_EXTRAIT DU TEXTE_.
######
WIPO

Centre d’arbitrage et de médiation de l’OMPI

 

DÉCISION DE L’EXPERT

7 Digital Media Limited contre Nouvelles Visions SARL

Litige no DFR2007-0060

 

1. Les parties

Le Requérant est 7 Digital Media Limited, Londres, Royaume-Uni de Grande Bretagne et d’Irlande du Nord, représenté par August et Debouzy Avocats, Paris, France.

Le Défendeur est Nouvelles Visions SARL, Angers, France.

 

2. Nom de domaine et prestataire Internet

Le litige concerne le nom de domaine <7digital.fr> enregistré le 11 juillet 2007.

Le prestataire Internet est la société 1&1 Internet AG.

 

3. Rappel de la procédure

Une demande déposée par le Requérant auprès du Centre d’arbitrage et de médiation de l’Organisation Mondiale de la Propriété Intellectuelle (ci-après désigné le “Centre”) a été reçue le 12 décembre 2007 par courrier électronique et le 14 décembre 2007 par courrier postal.

Le 14 décembre 2007, le Centre a adressé à l’Association Française pour le Nommage Internet en Coopération (ci-après l’“Afnic”) une demande aux fins de vérification des éléments du litige et de gel des opérations.

Le même jour, l’Afnic a transmis au Centre les données relatives au litige en sa possession.

Le 10 janvier 2008, le Centre a adressé au Requérant une notification d’irrégularité de la demande, le nom et l’adresse indiqués dans celle-ci ne correspondant pas aux renseignements transmis par l’Afnic.

Un amendement de la demande déposé par le Requérant auprès du Centre a été reçu le 11 janvier 2008 par courrier électronique et le 14 janvier 2008 par courrier postal.
######
_INFORMATIONS EXTRAITES_.
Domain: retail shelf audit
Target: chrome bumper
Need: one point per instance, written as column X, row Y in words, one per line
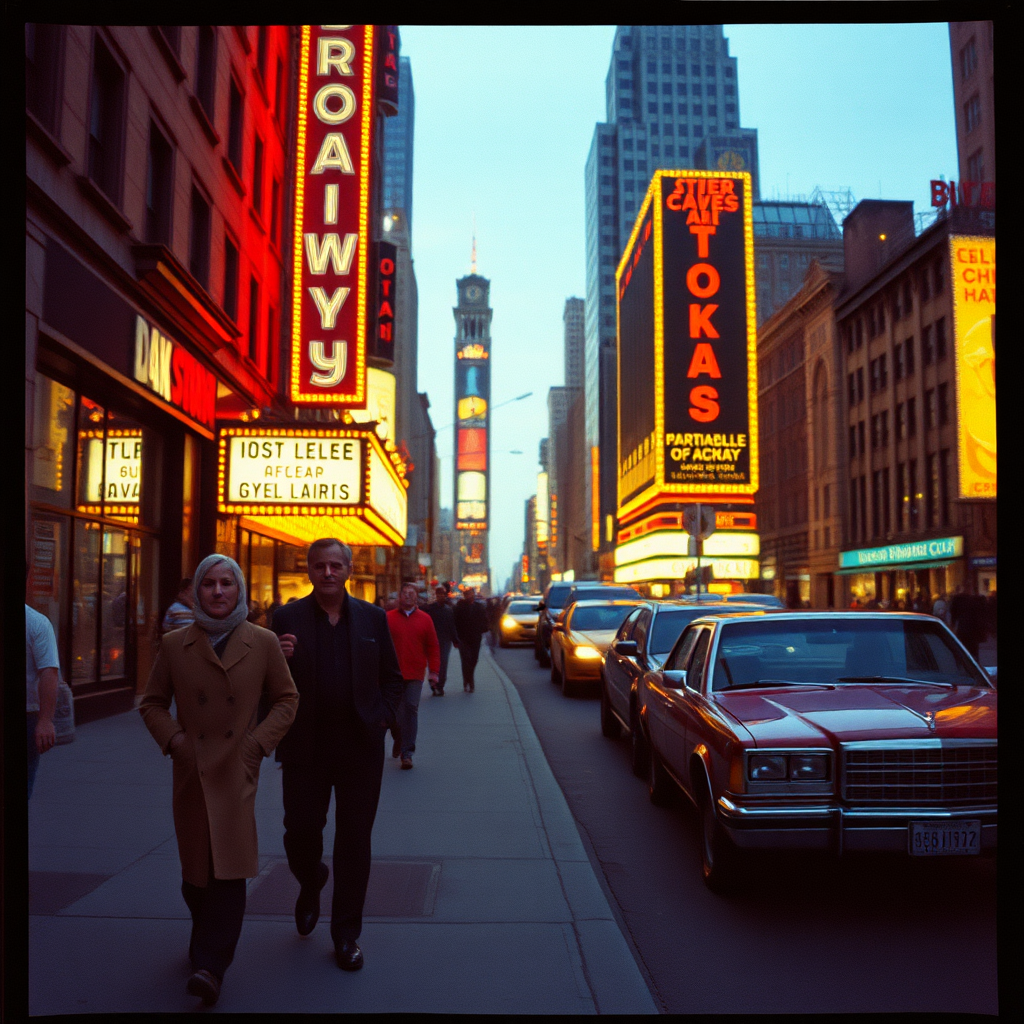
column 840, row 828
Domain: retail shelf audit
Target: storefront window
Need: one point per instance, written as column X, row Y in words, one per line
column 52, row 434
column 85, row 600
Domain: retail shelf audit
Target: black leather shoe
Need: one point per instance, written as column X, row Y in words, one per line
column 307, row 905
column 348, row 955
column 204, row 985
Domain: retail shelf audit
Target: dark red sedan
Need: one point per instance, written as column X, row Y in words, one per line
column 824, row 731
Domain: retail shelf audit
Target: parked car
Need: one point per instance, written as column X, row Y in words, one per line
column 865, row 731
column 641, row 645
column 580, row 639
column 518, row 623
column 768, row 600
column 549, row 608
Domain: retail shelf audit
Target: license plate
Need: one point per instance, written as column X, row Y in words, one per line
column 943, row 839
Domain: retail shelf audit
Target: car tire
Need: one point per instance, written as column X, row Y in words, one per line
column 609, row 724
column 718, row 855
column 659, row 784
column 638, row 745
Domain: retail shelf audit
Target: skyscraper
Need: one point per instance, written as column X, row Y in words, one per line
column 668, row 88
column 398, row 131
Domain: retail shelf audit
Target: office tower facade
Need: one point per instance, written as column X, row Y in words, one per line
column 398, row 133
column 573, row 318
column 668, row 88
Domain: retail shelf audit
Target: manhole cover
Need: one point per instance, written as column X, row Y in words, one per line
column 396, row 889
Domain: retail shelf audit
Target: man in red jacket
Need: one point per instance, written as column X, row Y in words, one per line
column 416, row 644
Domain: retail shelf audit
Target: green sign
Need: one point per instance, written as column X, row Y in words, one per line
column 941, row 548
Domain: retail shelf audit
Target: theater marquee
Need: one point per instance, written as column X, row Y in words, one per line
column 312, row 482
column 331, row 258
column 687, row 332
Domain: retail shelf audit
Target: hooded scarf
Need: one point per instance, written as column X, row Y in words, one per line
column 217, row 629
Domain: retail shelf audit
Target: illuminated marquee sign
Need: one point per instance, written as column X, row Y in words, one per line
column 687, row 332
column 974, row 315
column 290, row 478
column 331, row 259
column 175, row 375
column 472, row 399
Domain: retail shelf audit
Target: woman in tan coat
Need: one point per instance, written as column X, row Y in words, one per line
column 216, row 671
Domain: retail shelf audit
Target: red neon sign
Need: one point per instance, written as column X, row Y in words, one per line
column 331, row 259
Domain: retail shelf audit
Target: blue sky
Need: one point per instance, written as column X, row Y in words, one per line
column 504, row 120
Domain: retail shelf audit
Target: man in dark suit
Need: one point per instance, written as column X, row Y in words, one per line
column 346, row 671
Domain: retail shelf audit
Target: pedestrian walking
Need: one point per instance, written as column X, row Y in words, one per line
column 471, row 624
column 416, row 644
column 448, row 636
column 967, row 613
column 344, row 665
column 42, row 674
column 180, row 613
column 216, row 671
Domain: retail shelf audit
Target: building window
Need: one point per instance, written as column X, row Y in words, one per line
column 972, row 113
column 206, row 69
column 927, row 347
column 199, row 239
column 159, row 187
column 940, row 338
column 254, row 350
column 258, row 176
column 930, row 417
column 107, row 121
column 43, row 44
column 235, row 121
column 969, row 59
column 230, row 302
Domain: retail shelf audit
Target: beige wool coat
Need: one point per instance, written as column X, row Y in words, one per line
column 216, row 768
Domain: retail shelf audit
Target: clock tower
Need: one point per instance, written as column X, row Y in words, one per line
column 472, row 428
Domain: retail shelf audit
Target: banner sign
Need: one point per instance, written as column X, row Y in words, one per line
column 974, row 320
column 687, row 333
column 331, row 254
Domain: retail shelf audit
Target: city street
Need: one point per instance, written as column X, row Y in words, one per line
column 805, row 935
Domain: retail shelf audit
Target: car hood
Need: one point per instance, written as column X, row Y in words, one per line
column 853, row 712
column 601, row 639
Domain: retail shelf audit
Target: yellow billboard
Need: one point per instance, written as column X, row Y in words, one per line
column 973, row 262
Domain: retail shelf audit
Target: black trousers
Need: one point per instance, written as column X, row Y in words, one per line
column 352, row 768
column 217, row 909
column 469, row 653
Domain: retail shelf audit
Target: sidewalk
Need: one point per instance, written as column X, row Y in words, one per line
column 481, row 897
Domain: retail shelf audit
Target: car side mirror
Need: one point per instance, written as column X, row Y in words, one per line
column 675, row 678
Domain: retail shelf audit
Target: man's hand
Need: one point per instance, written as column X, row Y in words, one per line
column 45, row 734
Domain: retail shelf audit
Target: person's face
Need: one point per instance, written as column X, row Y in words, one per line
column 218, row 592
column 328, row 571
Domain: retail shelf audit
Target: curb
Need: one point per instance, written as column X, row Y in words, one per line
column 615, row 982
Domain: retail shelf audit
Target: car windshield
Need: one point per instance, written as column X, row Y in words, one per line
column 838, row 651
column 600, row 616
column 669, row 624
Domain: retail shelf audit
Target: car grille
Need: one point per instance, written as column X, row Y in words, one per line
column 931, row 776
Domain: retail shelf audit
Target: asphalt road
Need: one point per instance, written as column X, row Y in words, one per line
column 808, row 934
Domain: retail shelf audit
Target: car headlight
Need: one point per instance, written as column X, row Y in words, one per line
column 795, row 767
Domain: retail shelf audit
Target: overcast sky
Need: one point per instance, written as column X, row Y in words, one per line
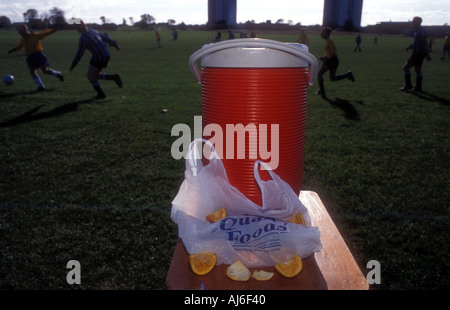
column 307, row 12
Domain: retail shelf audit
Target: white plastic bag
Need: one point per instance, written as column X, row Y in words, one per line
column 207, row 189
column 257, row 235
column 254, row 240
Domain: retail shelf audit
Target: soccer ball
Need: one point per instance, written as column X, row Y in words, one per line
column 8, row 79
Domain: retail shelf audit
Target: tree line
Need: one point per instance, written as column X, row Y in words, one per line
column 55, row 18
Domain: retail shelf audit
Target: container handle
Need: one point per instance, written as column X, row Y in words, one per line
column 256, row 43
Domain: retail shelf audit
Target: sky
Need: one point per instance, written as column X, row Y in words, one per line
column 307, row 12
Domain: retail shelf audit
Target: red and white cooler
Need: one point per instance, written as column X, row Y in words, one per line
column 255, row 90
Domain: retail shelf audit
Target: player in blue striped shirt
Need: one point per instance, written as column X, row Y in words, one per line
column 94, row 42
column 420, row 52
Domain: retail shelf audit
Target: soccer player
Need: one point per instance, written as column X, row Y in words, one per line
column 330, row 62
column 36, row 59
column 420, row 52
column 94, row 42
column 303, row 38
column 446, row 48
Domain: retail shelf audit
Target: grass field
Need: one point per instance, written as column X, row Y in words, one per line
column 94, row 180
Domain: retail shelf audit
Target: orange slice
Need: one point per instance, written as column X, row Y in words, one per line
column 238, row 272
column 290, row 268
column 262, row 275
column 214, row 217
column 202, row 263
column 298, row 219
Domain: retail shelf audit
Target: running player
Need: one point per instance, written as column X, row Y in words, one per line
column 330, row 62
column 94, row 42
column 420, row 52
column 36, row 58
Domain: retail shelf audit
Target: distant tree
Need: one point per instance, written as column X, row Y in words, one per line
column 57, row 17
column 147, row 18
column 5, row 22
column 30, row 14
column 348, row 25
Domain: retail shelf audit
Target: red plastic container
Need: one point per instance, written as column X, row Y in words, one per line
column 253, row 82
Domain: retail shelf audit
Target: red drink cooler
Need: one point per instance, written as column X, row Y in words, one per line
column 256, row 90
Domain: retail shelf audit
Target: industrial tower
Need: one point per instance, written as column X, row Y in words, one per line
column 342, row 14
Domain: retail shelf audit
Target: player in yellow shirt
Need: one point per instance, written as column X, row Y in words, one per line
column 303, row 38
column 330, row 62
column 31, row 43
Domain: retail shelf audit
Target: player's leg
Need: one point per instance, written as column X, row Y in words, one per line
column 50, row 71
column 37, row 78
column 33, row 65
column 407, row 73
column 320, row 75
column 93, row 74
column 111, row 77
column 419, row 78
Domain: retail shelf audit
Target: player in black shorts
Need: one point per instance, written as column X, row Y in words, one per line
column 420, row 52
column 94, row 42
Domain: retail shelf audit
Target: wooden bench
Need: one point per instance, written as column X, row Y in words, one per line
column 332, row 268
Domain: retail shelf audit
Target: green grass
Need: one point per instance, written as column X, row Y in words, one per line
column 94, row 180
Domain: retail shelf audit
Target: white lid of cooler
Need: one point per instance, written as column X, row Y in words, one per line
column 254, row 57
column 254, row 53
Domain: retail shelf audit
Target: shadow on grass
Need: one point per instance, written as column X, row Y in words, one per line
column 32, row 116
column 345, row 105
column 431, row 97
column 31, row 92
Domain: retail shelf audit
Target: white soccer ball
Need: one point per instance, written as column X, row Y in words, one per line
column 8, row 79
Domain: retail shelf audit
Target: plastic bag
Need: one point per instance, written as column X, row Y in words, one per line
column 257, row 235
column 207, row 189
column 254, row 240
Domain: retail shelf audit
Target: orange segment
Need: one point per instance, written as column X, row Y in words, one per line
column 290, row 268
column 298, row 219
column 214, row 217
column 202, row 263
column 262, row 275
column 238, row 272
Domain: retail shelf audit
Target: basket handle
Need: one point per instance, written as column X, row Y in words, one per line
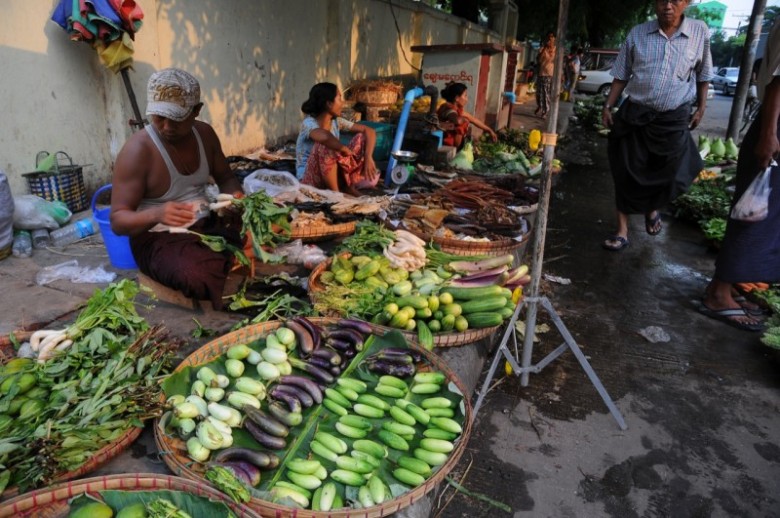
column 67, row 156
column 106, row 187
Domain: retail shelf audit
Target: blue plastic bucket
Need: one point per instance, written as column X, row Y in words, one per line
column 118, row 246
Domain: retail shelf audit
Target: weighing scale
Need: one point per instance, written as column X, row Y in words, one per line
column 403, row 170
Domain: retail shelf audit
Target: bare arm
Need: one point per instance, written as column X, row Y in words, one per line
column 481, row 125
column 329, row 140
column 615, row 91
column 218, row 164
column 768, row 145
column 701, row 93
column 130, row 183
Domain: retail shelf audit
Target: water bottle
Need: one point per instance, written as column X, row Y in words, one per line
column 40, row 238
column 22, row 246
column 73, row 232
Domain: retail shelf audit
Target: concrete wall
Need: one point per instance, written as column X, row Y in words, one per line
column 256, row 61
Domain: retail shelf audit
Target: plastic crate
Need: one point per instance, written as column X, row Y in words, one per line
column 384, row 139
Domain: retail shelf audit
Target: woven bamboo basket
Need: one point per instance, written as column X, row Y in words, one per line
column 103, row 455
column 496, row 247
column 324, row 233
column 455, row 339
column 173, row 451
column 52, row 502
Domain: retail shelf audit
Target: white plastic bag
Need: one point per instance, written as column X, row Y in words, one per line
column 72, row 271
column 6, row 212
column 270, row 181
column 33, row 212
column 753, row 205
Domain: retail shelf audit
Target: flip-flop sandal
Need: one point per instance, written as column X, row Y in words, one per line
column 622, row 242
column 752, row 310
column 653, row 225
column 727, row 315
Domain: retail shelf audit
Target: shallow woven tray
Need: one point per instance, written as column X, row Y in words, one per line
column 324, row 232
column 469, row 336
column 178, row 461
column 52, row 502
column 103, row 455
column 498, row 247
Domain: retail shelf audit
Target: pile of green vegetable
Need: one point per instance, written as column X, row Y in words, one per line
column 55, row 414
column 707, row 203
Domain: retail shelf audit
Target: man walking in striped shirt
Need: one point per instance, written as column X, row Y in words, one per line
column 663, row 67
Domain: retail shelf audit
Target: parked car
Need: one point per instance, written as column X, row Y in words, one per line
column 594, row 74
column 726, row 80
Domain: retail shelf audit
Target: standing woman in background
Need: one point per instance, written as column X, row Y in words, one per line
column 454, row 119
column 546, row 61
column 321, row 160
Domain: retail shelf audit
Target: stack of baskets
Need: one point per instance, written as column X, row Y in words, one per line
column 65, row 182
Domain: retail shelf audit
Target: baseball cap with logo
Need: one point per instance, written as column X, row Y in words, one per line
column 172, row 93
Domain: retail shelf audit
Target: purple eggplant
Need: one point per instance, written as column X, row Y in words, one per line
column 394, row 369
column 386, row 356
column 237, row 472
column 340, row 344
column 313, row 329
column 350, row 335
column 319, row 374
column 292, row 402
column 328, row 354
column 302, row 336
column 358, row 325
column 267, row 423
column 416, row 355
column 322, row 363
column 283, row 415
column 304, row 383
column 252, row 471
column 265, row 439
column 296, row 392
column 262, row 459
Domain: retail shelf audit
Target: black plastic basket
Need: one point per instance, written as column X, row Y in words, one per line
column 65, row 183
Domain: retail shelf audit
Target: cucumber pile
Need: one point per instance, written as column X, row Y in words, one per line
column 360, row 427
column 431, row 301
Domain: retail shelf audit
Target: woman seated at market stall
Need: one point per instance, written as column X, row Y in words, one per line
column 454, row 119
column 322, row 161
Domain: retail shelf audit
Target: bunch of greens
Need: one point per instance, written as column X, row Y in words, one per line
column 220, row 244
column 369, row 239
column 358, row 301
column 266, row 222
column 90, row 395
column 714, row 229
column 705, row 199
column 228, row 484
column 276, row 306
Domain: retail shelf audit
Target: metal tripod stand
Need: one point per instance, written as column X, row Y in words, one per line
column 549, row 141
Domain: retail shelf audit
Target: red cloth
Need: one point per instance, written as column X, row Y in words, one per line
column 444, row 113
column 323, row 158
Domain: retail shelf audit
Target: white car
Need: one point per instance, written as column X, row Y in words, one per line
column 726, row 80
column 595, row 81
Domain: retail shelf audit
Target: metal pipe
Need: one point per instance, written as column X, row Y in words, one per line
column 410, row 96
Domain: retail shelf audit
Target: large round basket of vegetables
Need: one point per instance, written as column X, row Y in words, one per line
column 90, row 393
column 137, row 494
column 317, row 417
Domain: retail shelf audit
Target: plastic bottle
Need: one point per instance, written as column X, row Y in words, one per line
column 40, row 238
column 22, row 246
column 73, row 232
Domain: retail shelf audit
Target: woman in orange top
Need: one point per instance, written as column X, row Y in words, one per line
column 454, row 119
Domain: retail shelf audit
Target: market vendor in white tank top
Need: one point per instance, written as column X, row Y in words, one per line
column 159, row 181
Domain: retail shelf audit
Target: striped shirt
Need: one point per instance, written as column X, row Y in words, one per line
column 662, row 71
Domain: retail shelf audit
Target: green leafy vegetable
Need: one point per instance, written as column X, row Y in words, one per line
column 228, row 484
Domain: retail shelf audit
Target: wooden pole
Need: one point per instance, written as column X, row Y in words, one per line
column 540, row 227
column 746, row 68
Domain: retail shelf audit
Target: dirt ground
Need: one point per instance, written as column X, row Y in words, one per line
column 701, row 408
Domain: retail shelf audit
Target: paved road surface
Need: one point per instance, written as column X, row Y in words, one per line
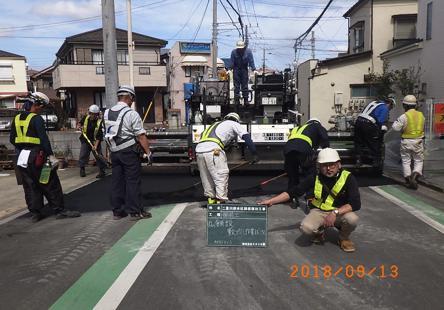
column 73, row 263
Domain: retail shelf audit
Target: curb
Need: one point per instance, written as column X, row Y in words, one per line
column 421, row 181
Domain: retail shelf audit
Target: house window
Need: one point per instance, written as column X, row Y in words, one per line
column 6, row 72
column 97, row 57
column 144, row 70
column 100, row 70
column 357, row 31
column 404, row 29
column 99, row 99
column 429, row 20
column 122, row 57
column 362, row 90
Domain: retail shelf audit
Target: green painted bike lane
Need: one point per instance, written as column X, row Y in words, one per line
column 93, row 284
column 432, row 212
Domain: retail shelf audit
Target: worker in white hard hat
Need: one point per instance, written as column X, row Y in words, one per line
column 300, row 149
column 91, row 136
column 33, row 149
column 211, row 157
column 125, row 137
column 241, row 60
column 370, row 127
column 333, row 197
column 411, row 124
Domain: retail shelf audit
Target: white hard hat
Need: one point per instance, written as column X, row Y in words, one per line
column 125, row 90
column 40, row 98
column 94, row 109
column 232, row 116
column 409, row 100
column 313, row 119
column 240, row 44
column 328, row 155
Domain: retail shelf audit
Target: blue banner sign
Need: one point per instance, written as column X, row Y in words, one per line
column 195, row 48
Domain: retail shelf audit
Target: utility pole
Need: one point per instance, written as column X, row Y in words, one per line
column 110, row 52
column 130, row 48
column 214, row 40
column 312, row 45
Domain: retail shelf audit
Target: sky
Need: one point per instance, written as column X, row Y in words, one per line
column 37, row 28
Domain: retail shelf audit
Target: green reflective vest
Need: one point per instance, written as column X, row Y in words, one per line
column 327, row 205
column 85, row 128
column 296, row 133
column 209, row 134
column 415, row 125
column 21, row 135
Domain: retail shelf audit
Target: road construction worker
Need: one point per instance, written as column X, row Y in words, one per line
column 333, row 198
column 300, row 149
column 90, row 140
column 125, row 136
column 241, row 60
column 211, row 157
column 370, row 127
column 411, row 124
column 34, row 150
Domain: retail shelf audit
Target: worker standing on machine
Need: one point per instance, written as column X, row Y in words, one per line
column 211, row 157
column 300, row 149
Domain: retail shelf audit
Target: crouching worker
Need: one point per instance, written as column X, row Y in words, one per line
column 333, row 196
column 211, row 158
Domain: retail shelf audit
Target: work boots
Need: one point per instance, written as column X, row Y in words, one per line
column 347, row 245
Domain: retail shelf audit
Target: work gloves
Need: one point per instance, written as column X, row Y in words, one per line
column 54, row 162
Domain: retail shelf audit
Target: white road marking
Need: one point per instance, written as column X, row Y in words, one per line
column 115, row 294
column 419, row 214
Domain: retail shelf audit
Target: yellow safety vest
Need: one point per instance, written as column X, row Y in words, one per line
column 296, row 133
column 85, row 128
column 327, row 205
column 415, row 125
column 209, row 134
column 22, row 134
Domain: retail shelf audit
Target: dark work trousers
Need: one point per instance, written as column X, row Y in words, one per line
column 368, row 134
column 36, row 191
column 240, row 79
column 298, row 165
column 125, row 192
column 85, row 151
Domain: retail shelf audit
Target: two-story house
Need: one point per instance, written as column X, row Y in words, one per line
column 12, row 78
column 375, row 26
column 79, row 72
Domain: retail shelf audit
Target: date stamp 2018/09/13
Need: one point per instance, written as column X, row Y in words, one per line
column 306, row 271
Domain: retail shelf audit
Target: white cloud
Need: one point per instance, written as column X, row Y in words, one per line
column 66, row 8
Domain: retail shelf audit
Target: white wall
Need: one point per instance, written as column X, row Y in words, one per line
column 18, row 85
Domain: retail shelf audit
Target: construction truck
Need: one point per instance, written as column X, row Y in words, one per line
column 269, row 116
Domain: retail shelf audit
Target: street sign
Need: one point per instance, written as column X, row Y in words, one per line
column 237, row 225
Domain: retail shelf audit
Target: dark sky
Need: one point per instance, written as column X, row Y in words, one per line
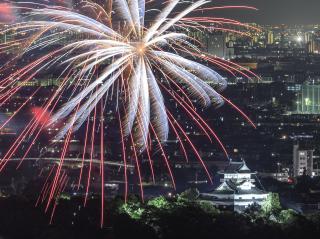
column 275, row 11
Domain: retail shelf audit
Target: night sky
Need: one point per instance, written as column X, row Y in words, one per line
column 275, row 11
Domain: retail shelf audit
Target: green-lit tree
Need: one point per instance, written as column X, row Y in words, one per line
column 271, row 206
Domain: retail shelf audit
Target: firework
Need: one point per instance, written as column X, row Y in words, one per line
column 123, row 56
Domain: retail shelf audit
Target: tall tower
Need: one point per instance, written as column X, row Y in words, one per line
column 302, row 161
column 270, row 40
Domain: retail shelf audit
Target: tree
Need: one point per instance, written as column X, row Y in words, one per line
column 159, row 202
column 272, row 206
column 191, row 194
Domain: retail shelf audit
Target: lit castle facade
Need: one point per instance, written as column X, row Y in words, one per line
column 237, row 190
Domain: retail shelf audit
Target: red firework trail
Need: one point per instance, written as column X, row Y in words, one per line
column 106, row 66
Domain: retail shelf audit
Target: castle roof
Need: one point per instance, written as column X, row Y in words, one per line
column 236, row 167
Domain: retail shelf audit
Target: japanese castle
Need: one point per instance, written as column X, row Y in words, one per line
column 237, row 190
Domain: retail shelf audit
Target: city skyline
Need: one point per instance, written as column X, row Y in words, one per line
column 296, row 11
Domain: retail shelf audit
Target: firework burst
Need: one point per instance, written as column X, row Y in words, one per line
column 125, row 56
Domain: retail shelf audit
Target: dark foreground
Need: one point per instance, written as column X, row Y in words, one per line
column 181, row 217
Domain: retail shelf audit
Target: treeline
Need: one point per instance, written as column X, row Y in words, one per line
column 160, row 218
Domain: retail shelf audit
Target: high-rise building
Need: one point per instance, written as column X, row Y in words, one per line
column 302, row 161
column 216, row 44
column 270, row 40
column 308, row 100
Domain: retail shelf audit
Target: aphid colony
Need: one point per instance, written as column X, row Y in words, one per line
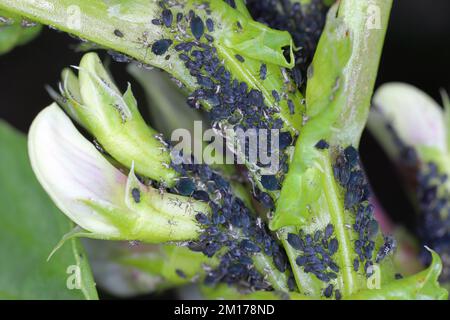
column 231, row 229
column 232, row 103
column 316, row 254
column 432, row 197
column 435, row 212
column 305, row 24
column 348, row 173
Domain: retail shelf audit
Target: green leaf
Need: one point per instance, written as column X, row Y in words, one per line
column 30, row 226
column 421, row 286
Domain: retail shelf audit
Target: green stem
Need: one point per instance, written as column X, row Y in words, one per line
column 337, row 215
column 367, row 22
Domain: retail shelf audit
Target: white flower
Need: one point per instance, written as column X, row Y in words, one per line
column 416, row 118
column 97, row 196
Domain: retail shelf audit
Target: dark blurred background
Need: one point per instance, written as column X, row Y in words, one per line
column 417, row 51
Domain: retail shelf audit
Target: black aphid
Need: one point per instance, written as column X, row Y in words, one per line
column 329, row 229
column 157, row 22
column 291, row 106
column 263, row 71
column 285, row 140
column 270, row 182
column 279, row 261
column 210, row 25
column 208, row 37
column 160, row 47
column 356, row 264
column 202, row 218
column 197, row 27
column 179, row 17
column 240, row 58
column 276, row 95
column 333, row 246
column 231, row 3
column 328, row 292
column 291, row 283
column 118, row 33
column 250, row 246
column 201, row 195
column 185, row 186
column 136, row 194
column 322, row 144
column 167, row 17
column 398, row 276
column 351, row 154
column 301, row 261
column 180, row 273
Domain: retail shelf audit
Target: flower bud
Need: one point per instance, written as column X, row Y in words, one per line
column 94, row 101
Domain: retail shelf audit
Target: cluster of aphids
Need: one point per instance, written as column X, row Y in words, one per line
######
_PARTIES DE L'EXERCICE_.
1) Recopiez sans rien changer le passage de la décision de l'expert qui va de "2. Nom de domaine" à "1&1 Internet AG.".
2) D'après la décision de l'expert, pourquoi le Centre a-t-il adressé au Requérant une notification d'irrégularité de la demande le 10 janvier 2008 ? Répondez en une à trois phrases.
3) Rédigez la suite de la décision de l'expert à partir de sa dernière phrase.

_RÉSULTATS SUCCESSIFS_.
1)
2. Nom de domaine et prestataire Internet

Le litige concerne le nom de domaine <7digital.fr> enregistré le 11 juillet 2007.

Le prestataire Internet est la société 1&1 Internet AG.

2) Le Centre a adressé cette notification parce que le nom et l'adresse indiqués dans la demande ne correspondaient pas aux renseignements transmis par l'Afnic.

3)
Le Centre a vérifié que la demande répond bien au Règlement sur la procédure alternative de résolution des litiges du “.fr” et du “.re” par décision technique (ci-après le “Règlement”) en vigueur depuis le 11 mai 2004, et applicable à l’ensemble des noms de domaine du “.fr” et du “.re” conformément à la Charte de nommage de l’Afnic (ci-après la “Charte”).

Conformément à l’article 14(c) du Règlement, une notification de la demande, valant ouverture de la présente procédure administrative, a été adressée au Défendeur le 16 janvier 2008. Le Défendeur disposait jusqu’au 5 février 2008 pour faire parvenir une réponse. Une réponse déposée par le Défendeur auprès du Centre a été reçue le 1er février 2008 par courrier électronique et le 5 février 2008 par courrier postal.

Le 14 février 2008, le Centre nommait Christiane Féral-Schuhl comme Expert dans le présent litige. L’Expert constate qu’il a été nommé conformément au Règlement. L’Expert a adressé au Centre une déclaration d’acceptation et une déclaration d’impartialité et d’indépendance, conformément à l’article 4 du Règlement.

 

4. Les faits

Le Requérant a pour activité la vente de musique en ligne. Il propose la distribution d’œuvres musicales en téléchargement via plusieurs sites Internet. Le Requérant justifie notamment avoir réservé de nombreux noms de domaines constitués de l’expression 7digital depuis le 25 mars 2000 à savoir : <7digital.at>, <7digital.be>, <7digital.ch>, <7digital.com>, <7digital.co.uk >, <7digital.cn>, <7digital.de >, <7digital.dk>, <7digital.es >, <7digital.ie > , <7digital.jp>, <7digital.li>, <7digital.lu>, <7digital.org>, <7digital.net>, <7digital.ro>, <7digital.ru>, <7digital.se>, <7digital.tv>, <7digital.com.tw>, <7digitalmedia.com>, <7digitalmedia.co.uk>, <sevendigital.eu>, <sevendigitalmedia.com>.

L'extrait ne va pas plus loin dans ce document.